SET EXERCISE
Repeat all of the material exactly as given.

SUPPLIED ENTRIES
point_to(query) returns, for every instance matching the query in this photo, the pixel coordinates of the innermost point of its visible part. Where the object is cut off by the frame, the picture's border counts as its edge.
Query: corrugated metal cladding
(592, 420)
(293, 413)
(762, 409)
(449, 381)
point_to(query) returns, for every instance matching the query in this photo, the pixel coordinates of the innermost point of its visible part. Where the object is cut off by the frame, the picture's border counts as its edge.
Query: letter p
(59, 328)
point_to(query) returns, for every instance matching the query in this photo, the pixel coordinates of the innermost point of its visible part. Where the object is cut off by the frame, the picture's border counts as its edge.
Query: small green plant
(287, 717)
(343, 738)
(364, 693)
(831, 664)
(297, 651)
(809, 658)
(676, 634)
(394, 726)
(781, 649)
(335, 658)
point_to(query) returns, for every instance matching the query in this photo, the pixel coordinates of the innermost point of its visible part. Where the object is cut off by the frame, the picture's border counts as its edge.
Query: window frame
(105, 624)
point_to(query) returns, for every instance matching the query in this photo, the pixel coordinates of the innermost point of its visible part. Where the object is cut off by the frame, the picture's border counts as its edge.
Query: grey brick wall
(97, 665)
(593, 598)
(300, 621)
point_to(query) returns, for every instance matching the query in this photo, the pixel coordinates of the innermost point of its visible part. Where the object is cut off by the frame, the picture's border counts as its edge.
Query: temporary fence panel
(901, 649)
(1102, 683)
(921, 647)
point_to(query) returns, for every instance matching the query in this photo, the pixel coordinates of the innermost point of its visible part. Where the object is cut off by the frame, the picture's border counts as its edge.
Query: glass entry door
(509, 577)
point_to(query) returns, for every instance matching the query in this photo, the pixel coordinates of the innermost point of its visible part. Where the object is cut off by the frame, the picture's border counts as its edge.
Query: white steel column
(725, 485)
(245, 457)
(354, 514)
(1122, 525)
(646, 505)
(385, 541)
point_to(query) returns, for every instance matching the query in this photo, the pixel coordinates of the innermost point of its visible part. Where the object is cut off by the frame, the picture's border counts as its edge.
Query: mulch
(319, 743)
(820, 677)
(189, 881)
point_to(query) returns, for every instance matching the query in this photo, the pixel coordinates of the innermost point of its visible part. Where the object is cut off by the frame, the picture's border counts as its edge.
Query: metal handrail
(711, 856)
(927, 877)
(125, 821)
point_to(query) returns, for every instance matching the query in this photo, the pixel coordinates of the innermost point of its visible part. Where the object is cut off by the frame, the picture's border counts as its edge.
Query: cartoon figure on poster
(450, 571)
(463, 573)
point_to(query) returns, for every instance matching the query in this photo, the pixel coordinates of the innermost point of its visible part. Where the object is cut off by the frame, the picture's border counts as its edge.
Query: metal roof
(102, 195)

TASK RESULT
point_to(query) returns, for every instance matching the query in this photo, the pixel coordinates of the innermost point of its visible part. Where the object is cut off by the frame, the picture's border counts as its edge.
Query: corrugated metal cladding
(592, 420)
(293, 413)
(762, 409)
(449, 381)
point_to(query) returns, for every instance matching the query in this photo, the pixel coordinates of the innermost point of its visible part. Where the object is cut off by the frame, the picture's border counts as its edge.
Query: letter p
(59, 328)
point_to(query) returns, for every instance matching the query in this photo, the pixel coordinates of the innermost point of its visible part. Where the object is cut off by the frame, the picture's border counts as its edge.
Query: small green plant
(287, 717)
(343, 738)
(364, 693)
(831, 664)
(297, 651)
(809, 658)
(676, 634)
(394, 726)
(781, 649)
(335, 658)
point_to(query) returns, for every instance matching the query in this photo, the pixel coordinates of the innermost point of its visible part. Where the object is cut off by the frame, the picture's border counts as its edge.
Query: window frame
(105, 624)
point_to(query) returns, for every instance matching the query in this photo, the pixel coordinates of the innermost point of its visible part. Where the object is cut off by the frame, the picture's border counts as its edge.
Query: grey brick wall
(97, 665)
(593, 598)
(300, 621)
point_to(query) returns, for every instance matching the query in this photo, the pixel coordinates of the innermost point of its visible part. Where the object is cut off by the frame, the picture's border counts as its edge.
Query: temporary fence panel
(901, 649)
(1102, 683)
(921, 647)
point_to(query) returns, for every instance matching the query in this photo, the pixel coordinates of the innermost point of its visible part. Where the object is cut off by the frame, the picture's border counts as its edge.
Query: glass entry door
(509, 577)
point_to(query) returns, for every instance matching the query in this photo, the pixel coordinates of the innermost point of its visible part. Where the object is cut off by the frame, the picture's border counts as its edge.
Query: white steel column
(725, 485)
(245, 457)
(354, 514)
(1122, 525)
(646, 505)
(385, 541)
point_to(query) returns, for every instance matching the query in this photo, the pixel coordinates of the innermost point of its visible part. Where the object is cut off by the frame, the picture's border counts as its edge.
Query: mulch
(319, 743)
(820, 677)
(189, 881)
point_to(query) returns, for every instance matching the query in this photo, the pixel coordinates of the innermost point of its visible part. Where the object is cut off by the frame, the picture's border counts as its edge.
Query: metal handrail
(711, 856)
(927, 877)
(125, 821)
point_to(query) returns, for every instance matching the query in this photo, the pixel coordinates of the innermost point of its visible part. Where the object is cut off by the frame, the picture's border counts as its edge.
Query: cartoon figure on poster
(450, 571)
(463, 573)
point_to(query) returns, for every instance matching the query in this photo, the pixel coordinates of the innermost point of its visible part. Where the object is cut off by the frame, the picture's border counts as its edge.
Query: metal roof
(102, 195)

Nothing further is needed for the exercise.